* [Problem to work on]: Carry over every entry exactly as it appears in the records.

Point-per-instance localization data
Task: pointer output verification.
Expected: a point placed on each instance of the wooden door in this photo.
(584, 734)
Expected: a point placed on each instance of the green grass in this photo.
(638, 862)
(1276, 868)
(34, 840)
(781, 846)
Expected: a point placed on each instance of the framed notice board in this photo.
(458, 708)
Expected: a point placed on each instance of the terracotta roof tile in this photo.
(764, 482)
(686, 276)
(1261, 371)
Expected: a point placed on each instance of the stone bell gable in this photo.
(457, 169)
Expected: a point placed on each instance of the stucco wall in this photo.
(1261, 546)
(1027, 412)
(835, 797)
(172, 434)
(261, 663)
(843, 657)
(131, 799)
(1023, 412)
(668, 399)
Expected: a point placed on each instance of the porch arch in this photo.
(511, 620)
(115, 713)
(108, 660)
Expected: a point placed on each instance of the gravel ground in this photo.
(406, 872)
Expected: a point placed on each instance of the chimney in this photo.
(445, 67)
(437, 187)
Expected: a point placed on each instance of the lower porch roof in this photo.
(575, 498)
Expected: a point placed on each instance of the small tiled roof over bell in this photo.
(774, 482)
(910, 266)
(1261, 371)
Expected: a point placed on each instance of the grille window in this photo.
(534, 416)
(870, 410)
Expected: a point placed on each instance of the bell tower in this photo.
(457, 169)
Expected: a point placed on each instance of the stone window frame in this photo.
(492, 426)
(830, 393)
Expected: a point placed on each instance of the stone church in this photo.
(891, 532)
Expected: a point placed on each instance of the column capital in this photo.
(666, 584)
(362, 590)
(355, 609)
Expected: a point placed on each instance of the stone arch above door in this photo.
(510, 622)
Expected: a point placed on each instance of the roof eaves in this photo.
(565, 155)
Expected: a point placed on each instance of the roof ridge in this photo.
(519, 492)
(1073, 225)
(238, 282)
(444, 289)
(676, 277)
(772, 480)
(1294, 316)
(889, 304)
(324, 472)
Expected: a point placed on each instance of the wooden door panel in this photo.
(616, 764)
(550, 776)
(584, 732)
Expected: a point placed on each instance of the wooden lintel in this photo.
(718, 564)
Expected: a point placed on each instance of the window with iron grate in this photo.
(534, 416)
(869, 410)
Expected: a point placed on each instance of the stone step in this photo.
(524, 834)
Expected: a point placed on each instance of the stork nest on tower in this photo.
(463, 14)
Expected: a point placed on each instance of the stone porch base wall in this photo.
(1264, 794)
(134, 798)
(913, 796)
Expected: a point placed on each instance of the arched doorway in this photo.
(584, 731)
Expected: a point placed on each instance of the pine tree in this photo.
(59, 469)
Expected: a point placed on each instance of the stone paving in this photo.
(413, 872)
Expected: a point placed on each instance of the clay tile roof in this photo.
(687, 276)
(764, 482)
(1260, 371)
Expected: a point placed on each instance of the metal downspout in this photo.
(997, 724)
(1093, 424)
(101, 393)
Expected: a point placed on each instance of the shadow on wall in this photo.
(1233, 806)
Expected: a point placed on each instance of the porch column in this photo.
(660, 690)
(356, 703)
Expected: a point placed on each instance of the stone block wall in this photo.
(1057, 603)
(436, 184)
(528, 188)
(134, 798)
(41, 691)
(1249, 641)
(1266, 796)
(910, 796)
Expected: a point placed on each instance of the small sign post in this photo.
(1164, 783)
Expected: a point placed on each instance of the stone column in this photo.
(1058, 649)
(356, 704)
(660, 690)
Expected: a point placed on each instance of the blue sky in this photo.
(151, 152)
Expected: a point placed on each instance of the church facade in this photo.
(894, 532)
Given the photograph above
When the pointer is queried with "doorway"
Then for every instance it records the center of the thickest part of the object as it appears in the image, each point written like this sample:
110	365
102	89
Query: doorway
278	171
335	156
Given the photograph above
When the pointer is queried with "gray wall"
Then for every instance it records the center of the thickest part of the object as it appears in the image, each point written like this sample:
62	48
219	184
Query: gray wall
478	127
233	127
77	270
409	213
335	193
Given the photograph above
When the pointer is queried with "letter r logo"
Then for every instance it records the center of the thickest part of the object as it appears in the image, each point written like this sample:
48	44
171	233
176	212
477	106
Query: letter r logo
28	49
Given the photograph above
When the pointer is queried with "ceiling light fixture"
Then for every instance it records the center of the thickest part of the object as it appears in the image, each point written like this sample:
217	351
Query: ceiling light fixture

* [Solution for this problem]:
Task: pointer output verification.
Expected: a point placed on each instance of the wooden door in this photo.
(584, 734)
Expected: a point placed on each instance of the green grass in this photo.
(638, 862)
(1276, 868)
(34, 840)
(781, 846)
Expected: a point placed on each instance of the framed notice board in this photo.
(458, 708)
Expected: a point placed on each instance of the terracotta roof tile in this photo.
(764, 482)
(686, 276)
(1261, 371)
Expected: a point placed on each instance of the stone bell gable in this photo.
(457, 169)
Expected: a point placed on each instance of the stucco wall in this photo.
(1261, 546)
(1027, 412)
(835, 797)
(172, 434)
(261, 663)
(843, 657)
(131, 799)
(1023, 412)
(668, 399)
Expected: a point placed on each instance of the porch arch in this photo.
(511, 620)
(115, 713)
(108, 660)
Expected: a point placed on each instance of the gravel ground in this photo.
(406, 872)
Expected: a point placed on each instance of the chimney in this photo.
(445, 67)
(437, 187)
Expected: a point placed on each instance of the lower porch roof in this photo.
(575, 498)
Expected: a point placed on each instance of the small tiled roof over bell in this photo.
(774, 482)
(910, 266)
(1261, 371)
Expected: a point placed on each instance of the grille window in this photo.
(534, 416)
(870, 410)
Expected: a point placed on each instance of the bell tower in this photo.
(457, 169)
Expected: a point placed on each instance of the stone window frame in this photo.
(492, 426)
(830, 393)
Expected: a point placed on each instance of the stone church in this photo.
(891, 532)
Expected: a point placed on each instance of the column capital in this photo.
(666, 584)
(362, 590)
(355, 609)
Expected: a point placed on each instance of the stone arch above door in this photo.
(510, 622)
Expected: a point placed on each instance of the roof eaves in this photo.
(565, 155)
Expected: a point placed on each instance of the roof ridge in this photo.
(519, 492)
(1073, 225)
(238, 282)
(444, 289)
(676, 277)
(772, 480)
(1294, 316)
(889, 304)
(324, 472)
Expected: a point placed on each instance of the wooden door panel in this photo.
(616, 764)
(550, 776)
(584, 732)
Expected: a point placed on each instance of the wooden lintel in this photo.
(718, 564)
Expected: a point placed on each instance of the window with iron grate in this photo.
(534, 416)
(869, 410)
Expected: a point placed on each instance of the stone step in this photo.
(524, 834)
Expected: a point placed on each instance of the stork nest on tower in this photo.
(463, 14)
Expected: a point placed on each instance of the stone porch base wall in this photo.
(1264, 794)
(134, 798)
(913, 796)
Expected: a point placed on each instance of the arched doorway in this photo.
(584, 731)
Expected: a point placed on each instance of the pine tree in this photo.
(59, 469)
Expected: a point placed on each instance of the stone paving in this photo.
(413, 872)
Expected: a point placed on each instance of the clay tile roof in this photo.
(687, 276)
(764, 482)
(1260, 371)
Expected: a point placed on each instance of the metal downspout in this photo.
(997, 724)
(1093, 424)
(101, 393)
Expected: a point placed on each instance of the shadow on wall in this photo.
(1233, 806)
Expected: a point placed on each instance of the porch column in this photo.
(660, 690)
(356, 703)
Expected: a point placed on each instance of the stone block wall in this photo.
(1057, 603)
(436, 184)
(528, 188)
(134, 798)
(41, 691)
(1249, 641)
(1266, 796)
(910, 796)
Expected: a point placed on each instance of the small sign post in this photo.
(1164, 783)
Expected: a point placed on each instance of the stone column in this photo.
(1058, 649)
(356, 704)
(660, 690)
Expected: a point placed on each instance of the blue sky in this photo.
(151, 152)
Expected: a point placed on each instance of the church facade in this photo.
(894, 532)
Given the photograph above
When the pointer is queried with "doorway"
Then for every instance it records the center of the thickest part of the object as it appears in the image, each point written like this sample:
110	365
102	89
Query: doorway
278	171
335	156
Given the photograph above
When the pointer is queried with "gray wall"
Then for every instance it records the center of the thickest part of the object as it appears in the image, each point written like this sample:
62	48
219	184
Query: gray wall
478	127
233	127
77	270
409	213
335	193
Given the photograph above
When the pointer is queried with "letter r logo"
Then for every instance it records the center of the thickest part of the object as it appears in the image, each point written like this sample:
48	44
171	233
176	212
477	106
Query: letter r logo
28	49
Given the photograph above
When the pointer is queried with "ceiling light fixture"
Then for every instance it records the center of the thickest part of the object as it appears in the image, each point written like this sample:
217	351
Query: ceiling light fixture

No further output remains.